Locate every line in the records below that contains the string "woman" and copy each of those lines. Case counts.

--- start Given records ---

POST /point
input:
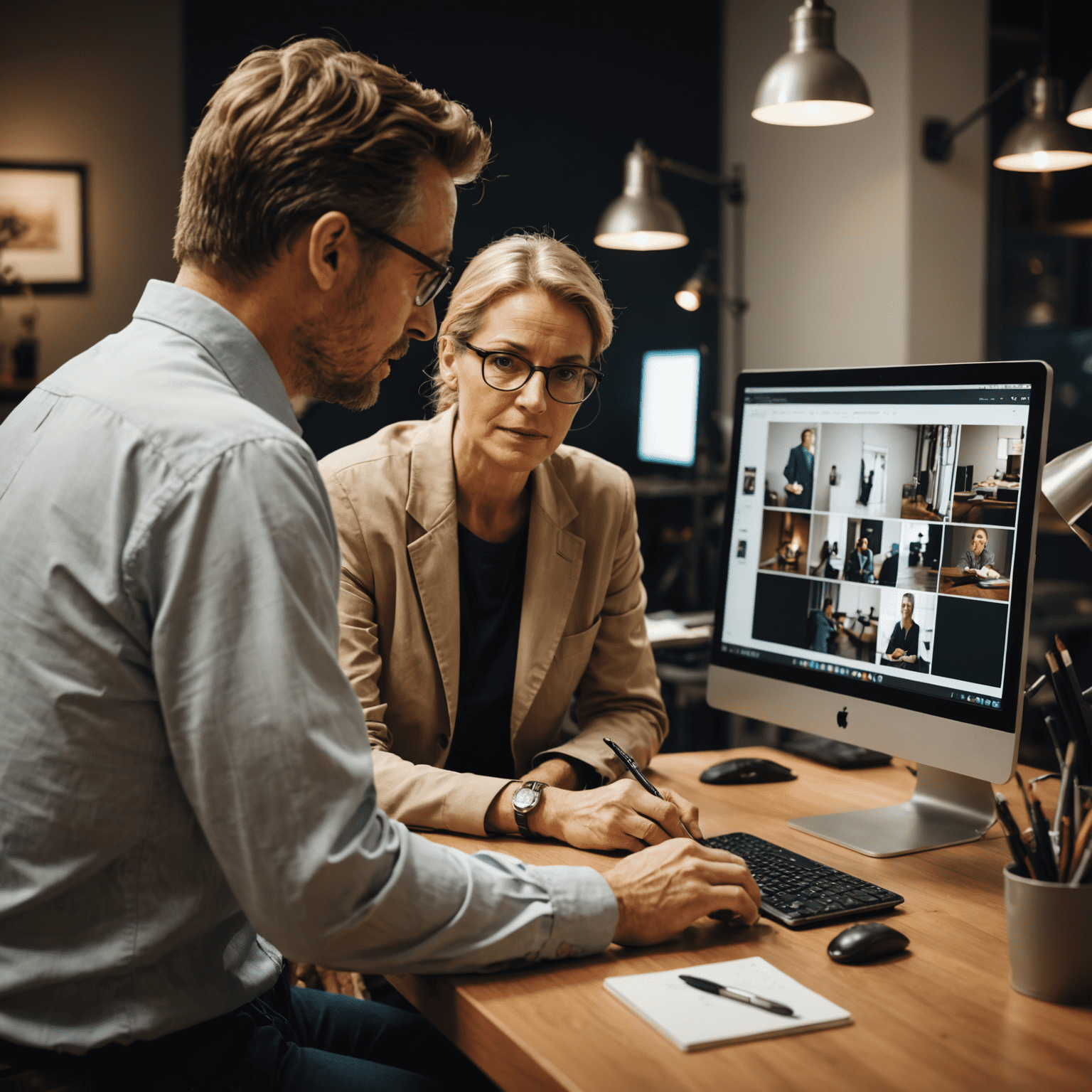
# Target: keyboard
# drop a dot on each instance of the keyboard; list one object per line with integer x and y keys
{"x": 798, "y": 890}
{"x": 833, "y": 753}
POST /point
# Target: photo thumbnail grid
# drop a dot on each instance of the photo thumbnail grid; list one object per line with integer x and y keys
{"x": 904, "y": 539}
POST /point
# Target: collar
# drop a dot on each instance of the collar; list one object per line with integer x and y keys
{"x": 232, "y": 348}
{"x": 433, "y": 478}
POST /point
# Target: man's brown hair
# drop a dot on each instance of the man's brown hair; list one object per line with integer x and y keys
{"x": 296, "y": 132}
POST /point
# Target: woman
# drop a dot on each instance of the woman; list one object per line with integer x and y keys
{"x": 488, "y": 574}
{"x": 902, "y": 648}
{"x": 979, "y": 560}
{"x": 800, "y": 470}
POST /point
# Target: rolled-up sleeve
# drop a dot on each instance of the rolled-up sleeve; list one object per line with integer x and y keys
{"x": 270, "y": 745}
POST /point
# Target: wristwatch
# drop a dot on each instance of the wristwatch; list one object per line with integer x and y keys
{"x": 527, "y": 798}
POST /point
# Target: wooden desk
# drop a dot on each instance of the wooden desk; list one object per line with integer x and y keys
{"x": 941, "y": 1018}
{"x": 951, "y": 574}
{"x": 970, "y": 508}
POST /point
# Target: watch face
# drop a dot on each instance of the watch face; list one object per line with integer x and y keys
{"x": 525, "y": 798}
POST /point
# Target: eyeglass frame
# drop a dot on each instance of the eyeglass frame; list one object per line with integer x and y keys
{"x": 534, "y": 367}
{"x": 442, "y": 268}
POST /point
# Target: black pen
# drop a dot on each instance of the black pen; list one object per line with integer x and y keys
{"x": 636, "y": 770}
{"x": 737, "y": 995}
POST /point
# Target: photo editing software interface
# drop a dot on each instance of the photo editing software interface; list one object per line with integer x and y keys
{"x": 874, "y": 534}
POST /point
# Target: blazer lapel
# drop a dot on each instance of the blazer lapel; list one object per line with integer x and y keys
{"x": 555, "y": 557}
{"x": 433, "y": 546}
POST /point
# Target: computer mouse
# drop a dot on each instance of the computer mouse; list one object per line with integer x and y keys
{"x": 865, "y": 941}
{"x": 746, "y": 771}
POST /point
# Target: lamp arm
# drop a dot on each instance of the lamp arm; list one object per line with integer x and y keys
{"x": 938, "y": 136}
{"x": 731, "y": 185}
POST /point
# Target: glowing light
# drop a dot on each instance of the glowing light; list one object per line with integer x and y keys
{"x": 812, "y": 112}
{"x": 1044, "y": 161}
{"x": 641, "y": 240}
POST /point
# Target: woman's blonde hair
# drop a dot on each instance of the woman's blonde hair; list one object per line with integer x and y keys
{"x": 510, "y": 264}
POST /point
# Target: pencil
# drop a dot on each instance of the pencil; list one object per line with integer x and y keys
{"x": 1071, "y": 715}
{"x": 1064, "y": 851}
{"x": 1079, "y": 702}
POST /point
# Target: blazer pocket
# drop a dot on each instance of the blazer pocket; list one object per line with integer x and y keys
{"x": 576, "y": 650}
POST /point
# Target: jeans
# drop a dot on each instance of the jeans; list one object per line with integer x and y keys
{"x": 287, "y": 1039}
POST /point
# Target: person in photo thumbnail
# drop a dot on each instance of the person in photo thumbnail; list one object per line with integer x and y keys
{"x": 979, "y": 560}
{"x": 859, "y": 564}
{"x": 800, "y": 471}
{"x": 825, "y": 627}
{"x": 902, "y": 647}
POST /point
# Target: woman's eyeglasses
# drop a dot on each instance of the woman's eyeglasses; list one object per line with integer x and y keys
{"x": 570, "y": 383}
{"x": 429, "y": 284}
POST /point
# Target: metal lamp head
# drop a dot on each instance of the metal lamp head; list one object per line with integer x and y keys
{"x": 641, "y": 218}
{"x": 1043, "y": 141}
{"x": 1080, "y": 112}
{"x": 812, "y": 85}
{"x": 1067, "y": 485}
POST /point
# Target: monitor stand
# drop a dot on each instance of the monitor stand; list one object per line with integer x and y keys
{"x": 946, "y": 809}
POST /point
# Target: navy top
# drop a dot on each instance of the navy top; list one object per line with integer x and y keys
{"x": 900, "y": 639}
{"x": 800, "y": 469}
{"x": 491, "y": 602}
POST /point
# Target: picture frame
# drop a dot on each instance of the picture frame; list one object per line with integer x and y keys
{"x": 51, "y": 199}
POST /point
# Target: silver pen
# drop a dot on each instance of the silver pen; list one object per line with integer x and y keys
{"x": 737, "y": 995}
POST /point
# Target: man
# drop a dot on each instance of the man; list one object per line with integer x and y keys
{"x": 859, "y": 564}
{"x": 825, "y": 628}
{"x": 800, "y": 471}
{"x": 185, "y": 770}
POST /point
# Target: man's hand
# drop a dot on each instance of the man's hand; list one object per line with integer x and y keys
{"x": 333, "y": 982}
{"x": 619, "y": 816}
{"x": 668, "y": 887}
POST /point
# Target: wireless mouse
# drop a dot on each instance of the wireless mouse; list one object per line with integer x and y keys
{"x": 865, "y": 941}
{"x": 746, "y": 771}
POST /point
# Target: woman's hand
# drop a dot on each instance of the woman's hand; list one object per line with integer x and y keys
{"x": 665, "y": 889}
{"x": 619, "y": 816}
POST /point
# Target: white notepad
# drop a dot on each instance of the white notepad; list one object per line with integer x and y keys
{"x": 694, "y": 1020}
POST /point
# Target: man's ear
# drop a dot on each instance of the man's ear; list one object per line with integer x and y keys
{"x": 446, "y": 358}
{"x": 332, "y": 254}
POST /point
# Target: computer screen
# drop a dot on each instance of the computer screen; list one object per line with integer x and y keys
{"x": 875, "y": 574}
{"x": 668, "y": 432}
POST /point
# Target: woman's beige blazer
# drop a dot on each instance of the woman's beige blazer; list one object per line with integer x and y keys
{"x": 582, "y": 628}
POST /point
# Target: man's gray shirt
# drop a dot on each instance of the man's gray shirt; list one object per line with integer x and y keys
{"x": 181, "y": 760}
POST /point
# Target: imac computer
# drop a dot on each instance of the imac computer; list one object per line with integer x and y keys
{"x": 865, "y": 596}
{"x": 668, "y": 432}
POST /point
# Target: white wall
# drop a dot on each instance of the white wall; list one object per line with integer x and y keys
{"x": 859, "y": 250}
{"x": 102, "y": 85}
{"x": 978, "y": 448}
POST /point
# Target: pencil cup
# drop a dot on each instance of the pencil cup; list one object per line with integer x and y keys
{"x": 1049, "y": 941}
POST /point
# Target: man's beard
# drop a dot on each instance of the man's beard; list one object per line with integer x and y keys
{"x": 328, "y": 372}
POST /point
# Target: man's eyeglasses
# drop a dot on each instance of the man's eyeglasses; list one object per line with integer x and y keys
{"x": 570, "y": 383}
{"x": 430, "y": 284}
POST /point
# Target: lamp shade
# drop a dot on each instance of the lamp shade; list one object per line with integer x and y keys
{"x": 641, "y": 218}
{"x": 1067, "y": 485}
{"x": 1042, "y": 140}
{"x": 1080, "y": 110}
{"x": 812, "y": 85}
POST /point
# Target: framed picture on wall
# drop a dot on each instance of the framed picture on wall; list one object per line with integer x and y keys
{"x": 44, "y": 208}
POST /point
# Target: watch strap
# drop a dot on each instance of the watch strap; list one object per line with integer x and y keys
{"x": 521, "y": 817}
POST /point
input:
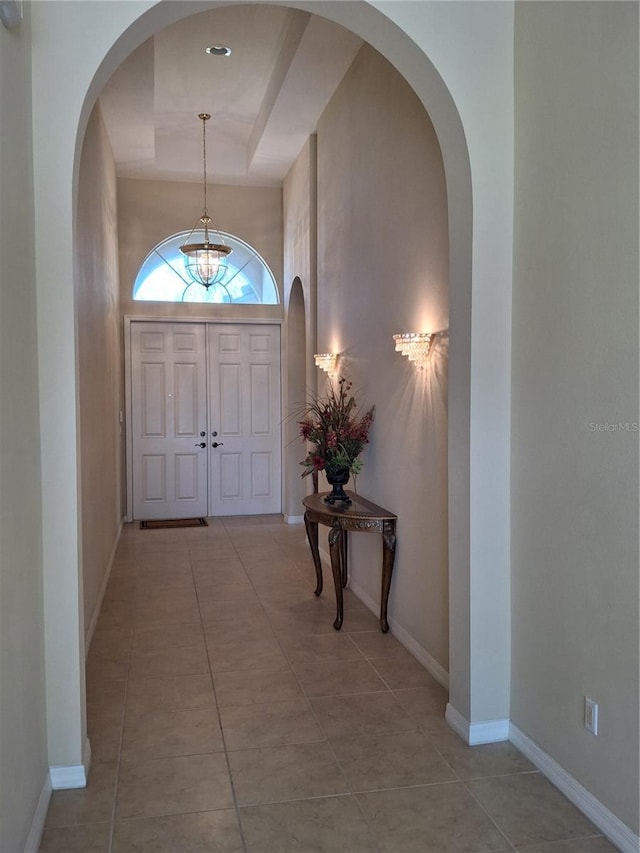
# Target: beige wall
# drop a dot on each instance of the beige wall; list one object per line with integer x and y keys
{"x": 300, "y": 262}
{"x": 23, "y": 745}
{"x": 383, "y": 268}
{"x": 99, "y": 363}
{"x": 575, "y": 369}
{"x": 150, "y": 211}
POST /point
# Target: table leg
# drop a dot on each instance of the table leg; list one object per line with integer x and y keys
{"x": 388, "y": 557}
{"x": 312, "y": 536}
{"x": 335, "y": 550}
{"x": 344, "y": 557}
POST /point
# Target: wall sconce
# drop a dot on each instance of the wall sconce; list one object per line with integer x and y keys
{"x": 326, "y": 361}
{"x": 416, "y": 346}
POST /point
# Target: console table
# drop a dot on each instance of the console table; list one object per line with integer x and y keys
{"x": 360, "y": 516}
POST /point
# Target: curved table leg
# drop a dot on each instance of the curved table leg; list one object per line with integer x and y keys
{"x": 335, "y": 550}
{"x": 312, "y": 536}
{"x": 344, "y": 556}
{"x": 388, "y": 557}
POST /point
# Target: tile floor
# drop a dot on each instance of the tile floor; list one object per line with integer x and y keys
{"x": 225, "y": 714}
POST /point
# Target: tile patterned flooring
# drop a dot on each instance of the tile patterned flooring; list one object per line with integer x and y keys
{"x": 225, "y": 714}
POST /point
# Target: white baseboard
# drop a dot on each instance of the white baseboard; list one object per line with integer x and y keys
{"x": 612, "y": 827}
{"x": 96, "y": 610}
{"x": 72, "y": 775}
{"x": 37, "y": 824}
{"x": 474, "y": 734}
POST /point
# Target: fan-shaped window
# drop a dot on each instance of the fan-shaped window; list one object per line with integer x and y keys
{"x": 163, "y": 277}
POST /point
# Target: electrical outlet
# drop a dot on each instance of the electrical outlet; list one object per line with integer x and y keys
{"x": 590, "y": 715}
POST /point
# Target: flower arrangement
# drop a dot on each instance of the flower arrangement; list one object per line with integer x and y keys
{"x": 338, "y": 430}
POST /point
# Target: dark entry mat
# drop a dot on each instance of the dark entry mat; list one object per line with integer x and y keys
{"x": 163, "y": 524}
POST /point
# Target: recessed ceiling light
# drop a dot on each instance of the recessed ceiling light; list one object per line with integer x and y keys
{"x": 218, "y": 50}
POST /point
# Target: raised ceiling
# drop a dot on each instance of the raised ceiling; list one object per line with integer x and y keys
{"x": 265, "y": 98}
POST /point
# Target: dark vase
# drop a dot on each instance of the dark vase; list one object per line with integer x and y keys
{"x": 337, "y": 477}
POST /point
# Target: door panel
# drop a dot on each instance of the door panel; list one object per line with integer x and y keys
{"x": 173, "y": 401}
{"x": 244, "y": 384}
{"x": 169, "y": 410}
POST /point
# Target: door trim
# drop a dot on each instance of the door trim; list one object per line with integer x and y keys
{"x": 128, "y": 399}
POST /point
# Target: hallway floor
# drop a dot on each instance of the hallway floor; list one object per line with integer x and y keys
{"x": 225, "y": 714}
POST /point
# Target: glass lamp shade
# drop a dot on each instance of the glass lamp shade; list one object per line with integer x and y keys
{"x": 205, "y": 263}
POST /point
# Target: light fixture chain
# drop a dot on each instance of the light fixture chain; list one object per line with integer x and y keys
{"x": 204, "y": 159}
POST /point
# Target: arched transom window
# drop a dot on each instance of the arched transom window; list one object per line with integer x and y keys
{"x": 163, "y": 276}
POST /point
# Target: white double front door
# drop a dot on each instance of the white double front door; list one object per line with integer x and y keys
{"x": 205, "y": 419}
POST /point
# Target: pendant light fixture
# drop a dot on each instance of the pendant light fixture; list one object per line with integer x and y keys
{"x": 206, "y": 262}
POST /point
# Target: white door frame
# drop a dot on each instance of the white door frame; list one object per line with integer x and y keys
{"x": 128, "y": 401}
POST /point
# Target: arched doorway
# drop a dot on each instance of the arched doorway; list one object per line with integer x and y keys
{"x": 480, "y": 692}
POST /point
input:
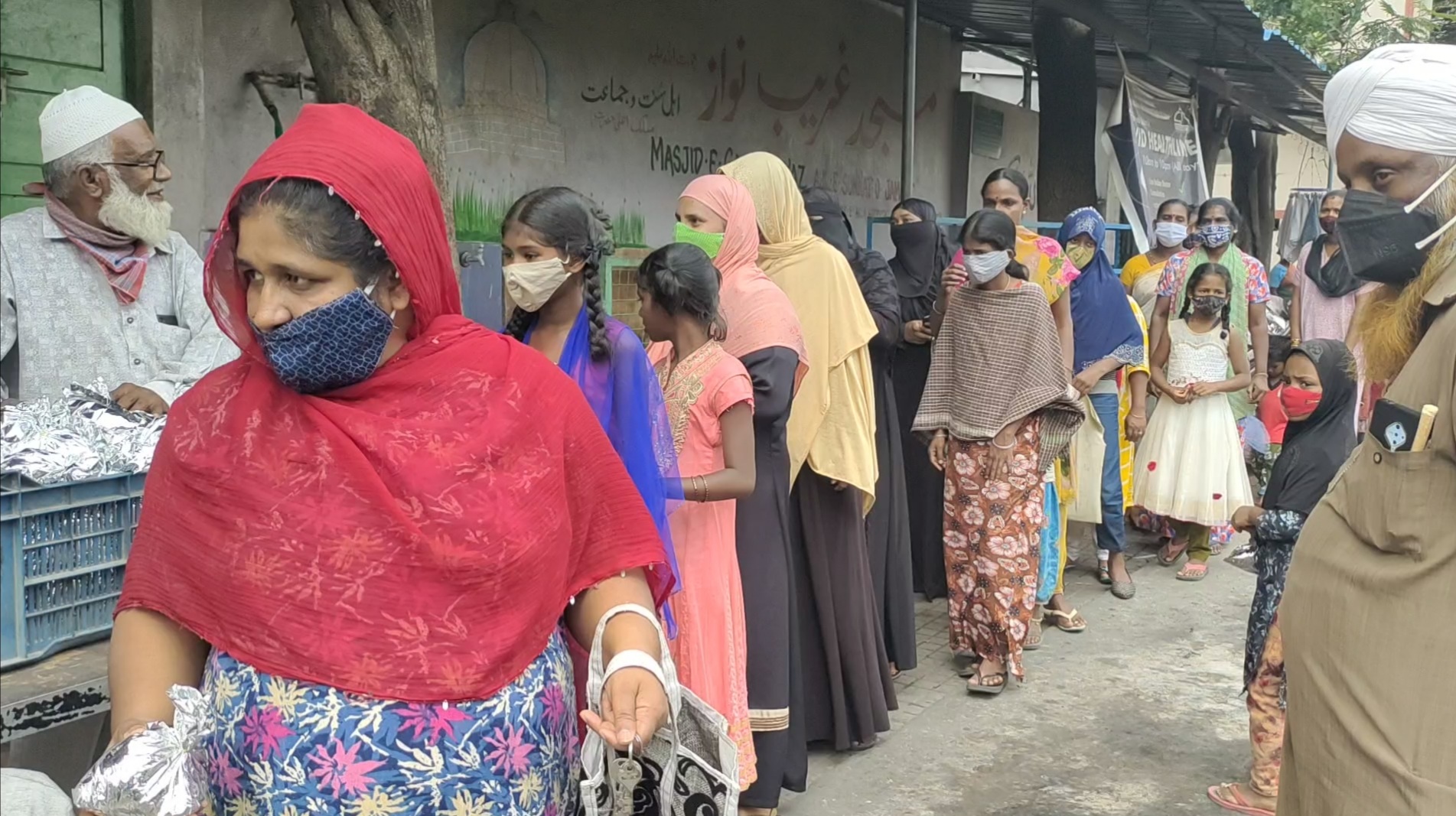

--- end Given records ---

Worked answer:
# Target: woman
# drop a dot on each instance of the woman; list one object per line with integer x and y keys
# Target: woman's blonde hair
# drop a dot on each instance of the woman's blonde hair; list one object per line with integer x and y keys
# Target: woman's eyeglasses
# drop a dot on each instance of the woman's eyeglasses; list one object per line with integer x and y keys
# Target: woman's hand
# drop a dot on each instance of the woman's hand; list one object per line with integer x and y keys
# Target: woman's beige blazer
# drop a dot on each instance of the woman's beige blazer; list one object per line with integer x and y keys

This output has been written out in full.